#### SHORT EXERCISE A:
Reproduce the part of the quarterly results text that opens with the words containing "Net income for" and closes with "our advertising expenses.".

#### SELECTED TEXT:
Interest expense was $0.1 million for the thirteen weeks ended April 28, 2012 and April 30, 2011. There were no borrowings on the revolving line of credit during the thirteen weeks ended April 28, 2012 or April 30, 2011.

Income before Taxes

Income before taxes for the first quarter of fiscal 2012 increased $1.1 million, or 9.7%, to $12.9 million compared to $11.7 million in the first quarter of fiscal 2011. As a percentage of net sales, income before taxes was 9.6% for the first quarter of fiscal 2012 compared to 10.0% for the first quarter of fiscal 2011.

Income Tax Expense

Income tax expense for the thirteen weeks ended April 28, 2012 was $4.8 million compared to income tax expense of $4.5 million for the thirteen weeks ended April 30, 2011. The effective income tax rate for the first quarter of fiscal 2012 was 37.5% compared to an effective rate of 38.0% for the first quarter of fiscal year 2011. The effective rate differed from the federal enacted rate of 35% primarily due to state taxes, net of federal benefits.

Net Income

Net income for the first quarter of fiscal 2012 increased $0.8 million, or 10.6%, to $8.1 million compared to $7.3 million for the first quarter of fiscal 2011. As a percentage of net sales, net income was 6.0% for the first quarter of fiscal 2012 compared to 6.2% for the first quarter of fiscal 2011. The decrease in net income as a percentage of net sales was primarily due to higher selling, general and administrative expenses primarily related to our growth and store expansion and realignment of our advertising expenses.

#### MATERIAL FOR THIS TASK:
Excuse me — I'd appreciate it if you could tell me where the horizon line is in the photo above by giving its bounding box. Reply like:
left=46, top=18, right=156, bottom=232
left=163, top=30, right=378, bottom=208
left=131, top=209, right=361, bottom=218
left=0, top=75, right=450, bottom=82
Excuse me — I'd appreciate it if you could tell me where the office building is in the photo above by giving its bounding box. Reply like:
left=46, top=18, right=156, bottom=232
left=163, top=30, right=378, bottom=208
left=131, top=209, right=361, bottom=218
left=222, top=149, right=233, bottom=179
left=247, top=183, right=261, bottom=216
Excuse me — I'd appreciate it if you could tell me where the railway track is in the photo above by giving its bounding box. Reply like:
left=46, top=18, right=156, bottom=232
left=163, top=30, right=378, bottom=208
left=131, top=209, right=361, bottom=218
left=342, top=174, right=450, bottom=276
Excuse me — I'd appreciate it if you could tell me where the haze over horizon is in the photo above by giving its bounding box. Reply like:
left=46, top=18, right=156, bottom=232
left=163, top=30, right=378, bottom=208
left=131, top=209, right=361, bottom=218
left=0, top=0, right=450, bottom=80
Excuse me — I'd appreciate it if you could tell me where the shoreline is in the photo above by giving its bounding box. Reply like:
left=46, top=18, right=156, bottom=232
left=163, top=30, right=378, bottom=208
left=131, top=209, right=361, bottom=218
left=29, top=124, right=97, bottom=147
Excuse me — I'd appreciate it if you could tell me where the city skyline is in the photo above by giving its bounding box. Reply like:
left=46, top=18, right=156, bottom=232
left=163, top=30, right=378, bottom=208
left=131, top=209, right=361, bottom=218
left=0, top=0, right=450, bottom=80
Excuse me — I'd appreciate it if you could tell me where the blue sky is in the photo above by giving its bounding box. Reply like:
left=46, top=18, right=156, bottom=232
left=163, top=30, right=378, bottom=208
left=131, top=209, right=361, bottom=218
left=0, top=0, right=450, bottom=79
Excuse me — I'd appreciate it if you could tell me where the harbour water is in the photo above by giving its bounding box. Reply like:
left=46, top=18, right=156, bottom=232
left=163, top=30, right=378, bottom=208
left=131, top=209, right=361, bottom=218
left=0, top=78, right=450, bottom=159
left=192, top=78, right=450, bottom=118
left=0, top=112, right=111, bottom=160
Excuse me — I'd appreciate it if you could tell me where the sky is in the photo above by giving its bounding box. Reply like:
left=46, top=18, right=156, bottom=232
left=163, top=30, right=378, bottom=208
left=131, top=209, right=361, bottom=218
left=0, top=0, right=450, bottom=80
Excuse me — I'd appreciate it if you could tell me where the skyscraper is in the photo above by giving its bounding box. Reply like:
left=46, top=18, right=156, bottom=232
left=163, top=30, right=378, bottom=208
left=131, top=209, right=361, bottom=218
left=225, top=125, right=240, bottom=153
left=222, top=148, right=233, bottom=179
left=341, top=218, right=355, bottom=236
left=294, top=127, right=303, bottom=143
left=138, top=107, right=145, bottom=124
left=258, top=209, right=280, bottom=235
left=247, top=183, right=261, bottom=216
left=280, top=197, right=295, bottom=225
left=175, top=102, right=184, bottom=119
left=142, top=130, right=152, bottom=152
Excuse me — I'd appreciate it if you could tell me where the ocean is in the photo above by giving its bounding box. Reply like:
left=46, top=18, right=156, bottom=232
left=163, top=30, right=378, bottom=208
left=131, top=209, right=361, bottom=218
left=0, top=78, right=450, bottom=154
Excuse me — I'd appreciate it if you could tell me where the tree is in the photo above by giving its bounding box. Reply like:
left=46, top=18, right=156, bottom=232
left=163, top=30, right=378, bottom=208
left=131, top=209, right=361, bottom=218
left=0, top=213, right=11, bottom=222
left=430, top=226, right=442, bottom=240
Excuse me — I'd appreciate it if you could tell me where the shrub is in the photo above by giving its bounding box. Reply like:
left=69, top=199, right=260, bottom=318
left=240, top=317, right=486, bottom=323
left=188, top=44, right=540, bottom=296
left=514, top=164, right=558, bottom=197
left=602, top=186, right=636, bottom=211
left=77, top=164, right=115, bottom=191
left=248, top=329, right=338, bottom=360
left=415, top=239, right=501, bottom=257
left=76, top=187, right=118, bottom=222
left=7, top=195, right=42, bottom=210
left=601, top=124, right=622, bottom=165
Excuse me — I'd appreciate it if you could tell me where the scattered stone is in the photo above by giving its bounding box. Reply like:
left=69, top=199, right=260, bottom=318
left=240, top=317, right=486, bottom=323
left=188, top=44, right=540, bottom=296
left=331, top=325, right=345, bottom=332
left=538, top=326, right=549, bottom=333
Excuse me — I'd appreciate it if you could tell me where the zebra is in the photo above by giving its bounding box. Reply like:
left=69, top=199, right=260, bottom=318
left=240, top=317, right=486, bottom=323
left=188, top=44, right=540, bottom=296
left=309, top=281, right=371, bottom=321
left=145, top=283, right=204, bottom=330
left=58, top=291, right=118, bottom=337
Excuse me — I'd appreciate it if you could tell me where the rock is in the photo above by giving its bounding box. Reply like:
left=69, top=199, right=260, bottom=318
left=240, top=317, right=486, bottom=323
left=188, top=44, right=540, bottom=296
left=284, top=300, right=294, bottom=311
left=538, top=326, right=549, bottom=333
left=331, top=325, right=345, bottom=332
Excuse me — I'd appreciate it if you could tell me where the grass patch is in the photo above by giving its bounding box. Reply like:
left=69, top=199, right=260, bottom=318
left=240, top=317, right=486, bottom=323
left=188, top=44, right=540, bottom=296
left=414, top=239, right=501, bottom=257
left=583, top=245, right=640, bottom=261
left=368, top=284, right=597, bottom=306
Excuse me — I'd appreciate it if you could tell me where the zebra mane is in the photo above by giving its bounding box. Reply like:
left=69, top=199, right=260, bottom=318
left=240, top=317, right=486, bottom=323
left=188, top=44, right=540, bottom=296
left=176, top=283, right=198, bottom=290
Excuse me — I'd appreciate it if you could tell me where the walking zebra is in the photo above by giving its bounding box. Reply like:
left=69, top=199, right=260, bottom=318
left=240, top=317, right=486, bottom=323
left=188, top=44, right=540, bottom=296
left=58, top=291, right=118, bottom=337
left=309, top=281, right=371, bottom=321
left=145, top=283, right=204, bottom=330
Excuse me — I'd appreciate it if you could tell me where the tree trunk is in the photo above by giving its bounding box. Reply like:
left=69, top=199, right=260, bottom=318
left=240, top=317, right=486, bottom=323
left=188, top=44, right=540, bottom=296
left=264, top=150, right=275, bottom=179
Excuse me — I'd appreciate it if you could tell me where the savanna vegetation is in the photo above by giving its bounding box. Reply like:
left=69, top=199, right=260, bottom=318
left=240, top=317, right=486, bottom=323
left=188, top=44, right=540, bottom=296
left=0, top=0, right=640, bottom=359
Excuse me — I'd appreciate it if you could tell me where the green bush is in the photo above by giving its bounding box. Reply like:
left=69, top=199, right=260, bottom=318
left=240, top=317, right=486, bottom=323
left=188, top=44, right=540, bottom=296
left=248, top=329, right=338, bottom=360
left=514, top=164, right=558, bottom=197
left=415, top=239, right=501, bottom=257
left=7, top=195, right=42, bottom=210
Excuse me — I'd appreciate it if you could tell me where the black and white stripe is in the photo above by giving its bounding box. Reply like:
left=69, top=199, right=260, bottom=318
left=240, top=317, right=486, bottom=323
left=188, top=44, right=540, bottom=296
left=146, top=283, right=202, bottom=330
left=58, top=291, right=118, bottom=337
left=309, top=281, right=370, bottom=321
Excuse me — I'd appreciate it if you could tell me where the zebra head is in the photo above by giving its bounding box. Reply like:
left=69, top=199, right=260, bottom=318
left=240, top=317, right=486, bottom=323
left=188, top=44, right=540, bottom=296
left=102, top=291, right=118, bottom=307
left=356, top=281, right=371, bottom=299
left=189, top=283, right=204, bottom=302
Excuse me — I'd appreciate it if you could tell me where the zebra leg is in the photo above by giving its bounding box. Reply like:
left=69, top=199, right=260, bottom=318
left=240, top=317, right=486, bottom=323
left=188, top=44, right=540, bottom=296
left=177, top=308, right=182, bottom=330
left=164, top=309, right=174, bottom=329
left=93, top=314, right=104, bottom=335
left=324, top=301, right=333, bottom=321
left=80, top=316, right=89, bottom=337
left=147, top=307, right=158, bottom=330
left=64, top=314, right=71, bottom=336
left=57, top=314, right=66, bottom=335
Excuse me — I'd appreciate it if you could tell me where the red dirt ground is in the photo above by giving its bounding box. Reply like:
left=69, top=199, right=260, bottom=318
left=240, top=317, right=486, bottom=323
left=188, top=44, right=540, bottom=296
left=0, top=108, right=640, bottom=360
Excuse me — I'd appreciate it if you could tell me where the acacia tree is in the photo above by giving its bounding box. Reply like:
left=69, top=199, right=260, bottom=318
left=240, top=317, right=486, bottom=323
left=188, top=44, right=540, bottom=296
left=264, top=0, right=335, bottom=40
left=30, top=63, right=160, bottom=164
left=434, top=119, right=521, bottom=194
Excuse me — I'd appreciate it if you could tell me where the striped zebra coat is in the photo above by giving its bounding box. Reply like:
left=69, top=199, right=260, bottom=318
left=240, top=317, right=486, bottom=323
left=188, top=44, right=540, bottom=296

#### SHORT EXERCISE B:
Rewrite the part of the records that opens with the line containing "where the city" and closes with the line containing "left=0, top=0, right=450, bottom=79" as a Markdown table with columns Row and Line. Number each line in Row and skip any blank lines.

#### SOLUTION A:
Net income for the first quarter of fiscal 2012 increased $0.8 million, or 10.6%, to $8.1 million compared to $7.3 million for the first quarter of fiscal 2011. As a percentage of net sales, net income was 6.0% for the first quarter of fiscal 2012 compared to 6.2% for the first quarter of fiscal 2011. The decrease in net income as a percentage of net sales was primarily due to higher selling, general and administrative expenses primarily related to our growth and store expansion and realignment of our advertising expenses.

#### SOLUTION B:
| Row | Line |
|---|---|
| 1 | Excuse me — I'd appreciate it if you could tell me where the city skyline is in the photo above by giving its bounding box. Reply like: |
| 2 | left=46, top=18, right=156, bottom=232 |
| 3 | left=163, top=30, right=378, bottom=208 |
| 4 | left=131, top=209, right=361, bottom=218 |
| 5 | left=0, top=0, right=450, bottom=80 |
| 6 | Excuse me — I'd appreciate it if you could tell me where the blue sky is in the photo above by giving its bounding box. Reply like: |
| 7 | left=46, top=18, right=156, bottom=232 |
| 8 | left=163, top=30, right=378, bottom=208 |
| 9 | left=131, top=209, right=361, bottom=218 |
| 10 | left=0, top=0, right=450, bottom=79 |